*Selected passage*:
"""

Where a decree or, if a decree has been passed jointly in favour of two or more persons, the interest of any decree-holder in the decree is transferred by assignment in writing or by operation of law, the transferee may apply for execution of the decree to the Court which passed it, and the decree may be executed in the same manner and subject to the same conditions as if the application were made by such decree-holder.

2. We may take it for the purposes of this case that if there had been a valid assignment of the decree or of a decree, Messrs. H.N. Dutta & Co. could have taken advantage of the provisions of that Rule. They could also have taken advantage of the provision which enables the Court to transfer a decree from itself to another Court for the purpose of execution. Those provisions are contained in Section 39, Civil P. C, which says:

The Court which passed a decree may, on the application of the decree-holder, send it for execution to another Court;

and then are set out the conditions in which that can be done. The learned Judge in the course of the judgment which is to be found under the serial number of orders or proceedings No. 13, and under date 23rd February 1935, amongst other things, said:

For the aforesaid reason and also in view of the provisions of Section 39, Civil P.C., I therefore hold that the opposite party's prayer for transfer of the decree to the Original Side of the Hon'ble High Court for execution is not maintainable.

3. Now 'the aforesaid reason' referred to by the learned Judge is this: under the decree of 31st Maroh 1924, that is to say under the original decree in the partition suit brought between the Mitras and Tarubala Dassi, the defendant was entitled to receive a sum of Rs. 1,400 per month by way of maintenance, and that sum was due to her as from 3rd September 1923 from the Mitras who were of course the original decree-holders. In course of time the amount due to the lady had risen to the large sum of Rs. 70,000. So the learned Subordinate Judge held that the Mitras could not have obtained execution against Tarubala Dassi in respect of the costs which she owed to them and which at the most amounted to something like Rs. 10,000, because she was entitled to a set-off of a proportionate part of Rs. 70,000 and if the Mitras could be met by such a plea, equally so the assignees from them, Messrs. H.N. Dutta & Co. could be met by a similar plea on the part of the judgment-debtors. In those circumstances the learned Subordinate Judge came to the conclusion that the provisions of Section 49, Civil P. C, came into operation and that the judgment-debtors could take advantage of those provisions as an answer to the case which was being put forward by Messrs. H.N. Dutta & Co. Section 49 says:

Every transferee of a decree shall hold the same subject to the equities (if any) which the judgment-debtor might have enforced against the original decree-holder.

"""

*Dataset extract*:
"""

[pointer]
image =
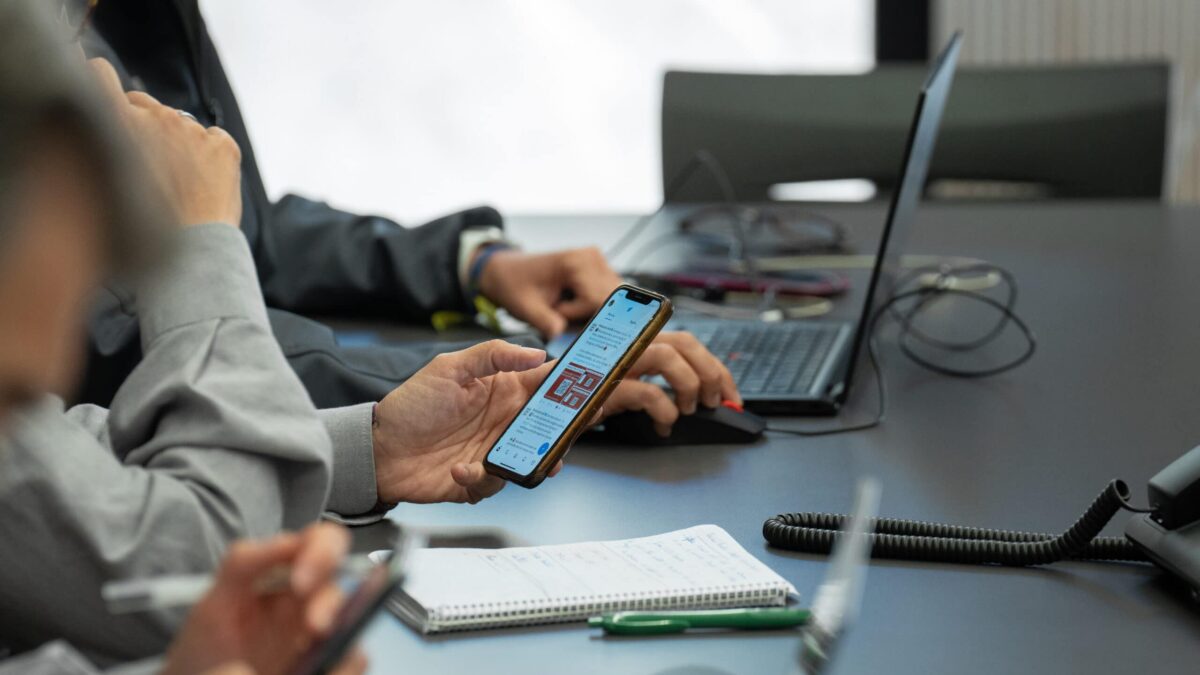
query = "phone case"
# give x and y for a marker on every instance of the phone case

"""

*Directive A*: Under the original decree described in the court judgment excerpt, how much maintenance was the defendant entitled to receive each month?
*Directive B*: Quote the court judgment excerpt word for word, from "Where a decree" up to and including "by such decree-holder.".

*Expected answer A*: Rs. 1,400 per month

*Expected answer B*:
Where a decree or, if a decree has been passed jointly in favour of two or more persons, the interest of any decree-holder in the decree is transferred by assignment in writing or by operation of law, the transferee may apply for execution of the decree to the Court which passed it, and the decree may be executed in the same manner and subject to the same conditions as if the application were made by such decree-holder.